- _Your instructions_
Using the camping trip account below, decide whether each statement agrees with it. Answer yes or no, and quote the words of the account that settle the matter. 1. The writer's best camera once belonged to the writer's mom. 2. During the trek to the cars, the writer carried the camera inside a sleeve. 3. The film took a week to develop after the writer dropped it off.

- _Quoted passage_
So many thick sheets of rain had rolled against the tent overnight that when we woke up, five of the six of us were convinced some kind of animal had also been pushing itself against the tent’s walls. We didn’t have time to debate it. I quickly crushed my t-shirts into my backpack and spat out my toothpaste and joined the team at the foot of the campsite to make our journey back to our cars.
Right about then I cursed myself. Everything was soaked – socks, underwear, even cell phones – but I was confident those at least could survive the trek to the car and eventually to my warm apartment. What I was less confident about were the rolls of 35mm film I’d been shooting all weekend, which I’d forgotten proper cases for, and had been shuffling around sort of awkwardly in the top pocket of my backpack (then wet and only getting wetter). It was not my first time at Point Reyes National Seashore, but this time the Bay Area’s soft autumn, rolling fog, occasional bits of sun and warmth, hilarious friends, and two bottles of whiskey had coalesced into a trip I never wanted to forget.
Don’t get me wrong, I’m no film photography expert. My best camera, a Canon EOS Elan, was my mom’s in the 90s. I have two other cameras, but none purchased for more than $25. I’m not great with a light meter and tend to prefer the simplicity of a point-and-shoot. I’m not good at staging anything and often get blurry, goofy shots of friends I’m not really sure what to do with. But there’s something about film photography that I treasure more than any other hobby. For the last seven years, I’ve spent hundreds (potentially over a thousand?) of dollars towards film and its development. Never regretted a penny.
So I took the rolls and shoved them up into my sleeve up towards my elbow where, for whatever reason, I was convinced they’d be the most sheltered from the rain. (My camera was in my backpack, wrapped in someone’s sweater.) My method was not very comfortable, but it worked. The six of us made the foggy, peaty trek to the cars and wasted no time rushing to a diner just outside the park, where we would warm ourselves one-by-one with the hair dryer in the bathrooms.
About a month later, I brought the film to a photo shop in the Castro, where I cautiously explained to the cashier that the film might be “rain-ruined.” He took a look, held both rolls up the fluorescents, and assured me that “I think we can make these work.” After enduring a painful wait of three days, I woke up one morning to a Dropbox link. About 60 photos, prettier than anything I’d shot in a long time. I basked in the glory of accomplishment, unsure of if it was the photographic skill or the lumps in my elbow.

- _Material provided_
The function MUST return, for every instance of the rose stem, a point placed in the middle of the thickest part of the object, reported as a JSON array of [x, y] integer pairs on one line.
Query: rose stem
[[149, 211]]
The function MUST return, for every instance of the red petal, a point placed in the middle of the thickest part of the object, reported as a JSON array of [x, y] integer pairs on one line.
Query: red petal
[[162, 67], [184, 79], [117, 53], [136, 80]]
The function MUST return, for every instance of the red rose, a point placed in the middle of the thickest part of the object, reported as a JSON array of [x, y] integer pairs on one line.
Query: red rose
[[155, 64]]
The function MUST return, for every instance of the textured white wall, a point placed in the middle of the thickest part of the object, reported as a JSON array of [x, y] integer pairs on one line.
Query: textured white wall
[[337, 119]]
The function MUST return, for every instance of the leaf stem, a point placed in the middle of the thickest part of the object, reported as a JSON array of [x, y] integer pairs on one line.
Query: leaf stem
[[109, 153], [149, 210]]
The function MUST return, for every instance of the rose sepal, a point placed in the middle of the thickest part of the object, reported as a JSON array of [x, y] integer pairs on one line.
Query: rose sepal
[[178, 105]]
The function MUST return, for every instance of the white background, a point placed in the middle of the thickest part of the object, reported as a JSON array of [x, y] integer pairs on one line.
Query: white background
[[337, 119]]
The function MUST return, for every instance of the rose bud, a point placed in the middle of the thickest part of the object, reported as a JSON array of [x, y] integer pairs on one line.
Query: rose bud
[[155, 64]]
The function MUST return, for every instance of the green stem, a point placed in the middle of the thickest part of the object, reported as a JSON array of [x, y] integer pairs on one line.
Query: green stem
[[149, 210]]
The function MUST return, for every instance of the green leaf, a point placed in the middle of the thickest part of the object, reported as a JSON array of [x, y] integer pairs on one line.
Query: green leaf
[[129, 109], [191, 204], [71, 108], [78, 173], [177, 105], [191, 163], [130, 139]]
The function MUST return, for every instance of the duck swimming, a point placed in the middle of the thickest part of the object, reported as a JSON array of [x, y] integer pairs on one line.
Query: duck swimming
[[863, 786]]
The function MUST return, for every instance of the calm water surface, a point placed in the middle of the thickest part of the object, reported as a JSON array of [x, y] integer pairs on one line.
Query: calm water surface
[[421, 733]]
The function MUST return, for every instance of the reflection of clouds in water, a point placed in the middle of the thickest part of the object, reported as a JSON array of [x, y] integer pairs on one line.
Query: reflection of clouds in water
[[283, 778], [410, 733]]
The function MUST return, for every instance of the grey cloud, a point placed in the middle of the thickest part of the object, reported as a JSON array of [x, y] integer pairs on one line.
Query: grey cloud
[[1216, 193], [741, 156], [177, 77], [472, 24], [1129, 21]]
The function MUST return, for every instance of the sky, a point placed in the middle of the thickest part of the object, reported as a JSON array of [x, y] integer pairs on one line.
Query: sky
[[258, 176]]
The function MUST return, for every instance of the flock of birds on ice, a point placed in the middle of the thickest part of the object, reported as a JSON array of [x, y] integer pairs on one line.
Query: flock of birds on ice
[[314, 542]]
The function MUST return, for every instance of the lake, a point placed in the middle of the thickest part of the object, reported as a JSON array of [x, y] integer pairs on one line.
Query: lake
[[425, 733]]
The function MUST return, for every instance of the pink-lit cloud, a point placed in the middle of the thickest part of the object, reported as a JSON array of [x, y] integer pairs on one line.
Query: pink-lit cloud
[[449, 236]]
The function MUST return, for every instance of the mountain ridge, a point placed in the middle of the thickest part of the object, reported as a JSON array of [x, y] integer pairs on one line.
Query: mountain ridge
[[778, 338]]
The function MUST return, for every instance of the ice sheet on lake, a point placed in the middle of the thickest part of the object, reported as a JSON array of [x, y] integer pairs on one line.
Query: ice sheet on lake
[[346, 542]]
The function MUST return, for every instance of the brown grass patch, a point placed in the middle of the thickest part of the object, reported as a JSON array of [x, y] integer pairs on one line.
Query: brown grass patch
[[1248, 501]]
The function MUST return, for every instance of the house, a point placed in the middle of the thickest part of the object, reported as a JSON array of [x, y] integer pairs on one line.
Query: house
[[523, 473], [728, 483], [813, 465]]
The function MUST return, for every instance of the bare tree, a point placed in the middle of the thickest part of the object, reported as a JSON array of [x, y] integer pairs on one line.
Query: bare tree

- _Response_
1. Yes: "My best camera, a Canon EOS Elan, was my mom’s in the 90s."
2. No: "(My camera was in my backpack, wrapped in someone’s sweater.)"
3. No: "After enduring a painful wait of three days, I woke up one morning to a Dropbox link."